Return each line in the records below that includes "green".

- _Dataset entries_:
··········
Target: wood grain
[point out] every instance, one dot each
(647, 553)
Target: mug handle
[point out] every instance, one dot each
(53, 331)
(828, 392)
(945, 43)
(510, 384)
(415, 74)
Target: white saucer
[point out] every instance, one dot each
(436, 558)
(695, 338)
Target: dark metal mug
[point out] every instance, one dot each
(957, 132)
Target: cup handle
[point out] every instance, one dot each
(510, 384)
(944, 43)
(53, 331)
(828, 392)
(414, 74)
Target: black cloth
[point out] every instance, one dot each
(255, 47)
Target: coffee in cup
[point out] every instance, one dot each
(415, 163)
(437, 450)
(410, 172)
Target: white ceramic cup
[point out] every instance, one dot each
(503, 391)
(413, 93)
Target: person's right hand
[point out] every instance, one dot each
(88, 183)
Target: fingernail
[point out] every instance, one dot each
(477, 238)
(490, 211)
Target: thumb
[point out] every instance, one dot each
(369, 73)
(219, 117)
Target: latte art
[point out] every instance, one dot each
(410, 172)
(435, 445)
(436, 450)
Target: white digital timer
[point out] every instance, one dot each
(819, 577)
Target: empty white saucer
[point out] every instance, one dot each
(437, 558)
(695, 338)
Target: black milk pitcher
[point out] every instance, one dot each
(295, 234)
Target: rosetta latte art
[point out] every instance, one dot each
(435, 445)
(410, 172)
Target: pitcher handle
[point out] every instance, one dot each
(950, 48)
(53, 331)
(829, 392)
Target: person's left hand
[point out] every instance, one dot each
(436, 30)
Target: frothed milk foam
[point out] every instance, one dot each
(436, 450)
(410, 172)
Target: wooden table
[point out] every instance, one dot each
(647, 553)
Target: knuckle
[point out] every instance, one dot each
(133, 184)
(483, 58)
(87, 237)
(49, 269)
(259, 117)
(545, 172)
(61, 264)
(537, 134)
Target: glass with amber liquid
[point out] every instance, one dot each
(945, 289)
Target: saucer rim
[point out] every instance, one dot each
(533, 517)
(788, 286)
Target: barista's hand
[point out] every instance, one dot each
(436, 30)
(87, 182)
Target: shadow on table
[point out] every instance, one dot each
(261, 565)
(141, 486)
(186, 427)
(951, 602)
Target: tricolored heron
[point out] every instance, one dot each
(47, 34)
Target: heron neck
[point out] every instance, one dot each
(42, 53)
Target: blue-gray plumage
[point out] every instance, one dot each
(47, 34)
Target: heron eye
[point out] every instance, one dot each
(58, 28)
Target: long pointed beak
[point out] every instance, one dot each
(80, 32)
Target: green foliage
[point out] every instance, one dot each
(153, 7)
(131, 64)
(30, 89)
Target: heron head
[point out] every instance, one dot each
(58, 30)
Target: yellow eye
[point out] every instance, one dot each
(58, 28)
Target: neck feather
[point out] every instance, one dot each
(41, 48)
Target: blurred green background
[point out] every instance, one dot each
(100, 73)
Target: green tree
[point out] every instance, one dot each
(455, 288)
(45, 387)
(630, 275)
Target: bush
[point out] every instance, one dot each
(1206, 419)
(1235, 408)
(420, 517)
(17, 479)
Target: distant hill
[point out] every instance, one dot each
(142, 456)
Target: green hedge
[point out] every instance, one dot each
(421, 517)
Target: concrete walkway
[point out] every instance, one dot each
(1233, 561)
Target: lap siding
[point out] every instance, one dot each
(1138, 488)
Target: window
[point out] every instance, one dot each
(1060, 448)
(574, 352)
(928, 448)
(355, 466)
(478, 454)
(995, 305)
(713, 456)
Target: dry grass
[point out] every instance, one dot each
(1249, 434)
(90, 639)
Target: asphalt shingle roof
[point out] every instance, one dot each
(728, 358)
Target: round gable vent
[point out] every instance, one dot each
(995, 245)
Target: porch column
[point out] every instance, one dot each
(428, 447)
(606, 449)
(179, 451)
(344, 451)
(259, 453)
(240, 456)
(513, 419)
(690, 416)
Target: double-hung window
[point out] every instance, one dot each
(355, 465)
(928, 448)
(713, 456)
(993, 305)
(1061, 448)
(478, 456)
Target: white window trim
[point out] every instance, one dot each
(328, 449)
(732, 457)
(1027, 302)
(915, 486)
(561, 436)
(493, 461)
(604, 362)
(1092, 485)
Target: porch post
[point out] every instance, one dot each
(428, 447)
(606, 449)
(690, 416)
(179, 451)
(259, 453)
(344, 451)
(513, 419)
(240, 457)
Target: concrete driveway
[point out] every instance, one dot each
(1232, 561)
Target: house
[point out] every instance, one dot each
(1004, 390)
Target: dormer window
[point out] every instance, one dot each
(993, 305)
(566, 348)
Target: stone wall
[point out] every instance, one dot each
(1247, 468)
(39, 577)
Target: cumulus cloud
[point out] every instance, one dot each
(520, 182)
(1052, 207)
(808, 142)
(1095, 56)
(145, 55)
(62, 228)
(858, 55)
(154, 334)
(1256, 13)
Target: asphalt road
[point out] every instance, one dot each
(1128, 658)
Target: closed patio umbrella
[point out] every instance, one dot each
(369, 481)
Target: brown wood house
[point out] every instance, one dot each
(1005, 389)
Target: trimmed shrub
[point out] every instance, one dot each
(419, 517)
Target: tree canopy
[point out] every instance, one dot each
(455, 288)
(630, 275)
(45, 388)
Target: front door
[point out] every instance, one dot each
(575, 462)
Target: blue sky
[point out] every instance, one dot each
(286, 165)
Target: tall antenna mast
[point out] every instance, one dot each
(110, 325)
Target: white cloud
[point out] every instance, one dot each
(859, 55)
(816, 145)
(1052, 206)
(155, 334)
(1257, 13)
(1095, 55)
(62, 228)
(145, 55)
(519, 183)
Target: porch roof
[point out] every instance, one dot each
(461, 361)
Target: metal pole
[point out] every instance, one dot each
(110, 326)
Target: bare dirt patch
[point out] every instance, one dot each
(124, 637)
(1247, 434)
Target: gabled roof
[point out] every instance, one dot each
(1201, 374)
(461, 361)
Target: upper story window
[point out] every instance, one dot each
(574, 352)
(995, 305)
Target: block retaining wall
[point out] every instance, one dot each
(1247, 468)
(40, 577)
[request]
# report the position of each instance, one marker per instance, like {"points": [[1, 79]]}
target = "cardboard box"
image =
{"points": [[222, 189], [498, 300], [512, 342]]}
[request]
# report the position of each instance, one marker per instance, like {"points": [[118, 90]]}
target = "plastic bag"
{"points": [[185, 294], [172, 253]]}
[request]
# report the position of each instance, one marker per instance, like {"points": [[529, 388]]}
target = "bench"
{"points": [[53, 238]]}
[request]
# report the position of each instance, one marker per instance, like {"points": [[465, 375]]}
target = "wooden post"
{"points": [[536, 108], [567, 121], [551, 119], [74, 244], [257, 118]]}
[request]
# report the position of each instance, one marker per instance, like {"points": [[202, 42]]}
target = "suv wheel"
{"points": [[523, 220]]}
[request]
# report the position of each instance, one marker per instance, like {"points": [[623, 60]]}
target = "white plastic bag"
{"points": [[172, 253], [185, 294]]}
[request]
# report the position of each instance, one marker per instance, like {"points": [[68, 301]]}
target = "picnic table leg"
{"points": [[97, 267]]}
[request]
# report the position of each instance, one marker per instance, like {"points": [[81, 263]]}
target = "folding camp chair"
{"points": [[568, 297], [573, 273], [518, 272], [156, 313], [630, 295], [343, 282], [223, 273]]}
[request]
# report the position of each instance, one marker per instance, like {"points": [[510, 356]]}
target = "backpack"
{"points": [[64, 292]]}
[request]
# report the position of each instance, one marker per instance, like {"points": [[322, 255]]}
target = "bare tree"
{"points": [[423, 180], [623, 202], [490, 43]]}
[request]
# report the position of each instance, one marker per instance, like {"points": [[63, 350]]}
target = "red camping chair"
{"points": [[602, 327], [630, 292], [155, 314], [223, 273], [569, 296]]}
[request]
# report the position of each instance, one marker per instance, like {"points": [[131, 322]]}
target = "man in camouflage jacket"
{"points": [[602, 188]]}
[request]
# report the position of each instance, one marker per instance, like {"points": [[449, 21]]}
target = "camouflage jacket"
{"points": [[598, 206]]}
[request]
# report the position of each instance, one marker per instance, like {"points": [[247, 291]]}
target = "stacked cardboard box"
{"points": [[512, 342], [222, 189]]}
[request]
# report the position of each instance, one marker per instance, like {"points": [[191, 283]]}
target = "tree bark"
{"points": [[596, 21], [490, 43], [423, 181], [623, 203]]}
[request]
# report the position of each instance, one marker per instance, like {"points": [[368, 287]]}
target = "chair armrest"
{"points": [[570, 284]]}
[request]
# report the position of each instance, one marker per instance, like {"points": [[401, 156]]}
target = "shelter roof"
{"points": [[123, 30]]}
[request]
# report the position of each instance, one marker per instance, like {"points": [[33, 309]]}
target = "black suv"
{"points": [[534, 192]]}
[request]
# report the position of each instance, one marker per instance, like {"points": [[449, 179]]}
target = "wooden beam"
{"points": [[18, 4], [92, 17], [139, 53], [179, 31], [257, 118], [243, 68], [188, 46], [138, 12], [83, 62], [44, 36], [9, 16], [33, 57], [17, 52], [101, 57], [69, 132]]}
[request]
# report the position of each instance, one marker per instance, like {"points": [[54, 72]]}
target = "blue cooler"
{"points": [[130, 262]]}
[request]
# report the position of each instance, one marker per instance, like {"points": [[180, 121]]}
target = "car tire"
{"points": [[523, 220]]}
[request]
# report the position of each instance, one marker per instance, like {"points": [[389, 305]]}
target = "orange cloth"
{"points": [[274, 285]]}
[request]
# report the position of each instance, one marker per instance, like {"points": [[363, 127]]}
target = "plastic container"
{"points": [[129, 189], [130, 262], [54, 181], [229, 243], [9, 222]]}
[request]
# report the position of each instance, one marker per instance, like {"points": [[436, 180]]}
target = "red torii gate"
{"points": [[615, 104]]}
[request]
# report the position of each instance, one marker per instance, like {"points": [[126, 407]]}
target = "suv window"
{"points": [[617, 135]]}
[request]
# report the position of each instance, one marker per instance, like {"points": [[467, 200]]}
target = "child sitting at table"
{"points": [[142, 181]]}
··········
- _Response to this task_:
Target: green foliage
Target: blurred green background
Target: green tree
Target: green hedge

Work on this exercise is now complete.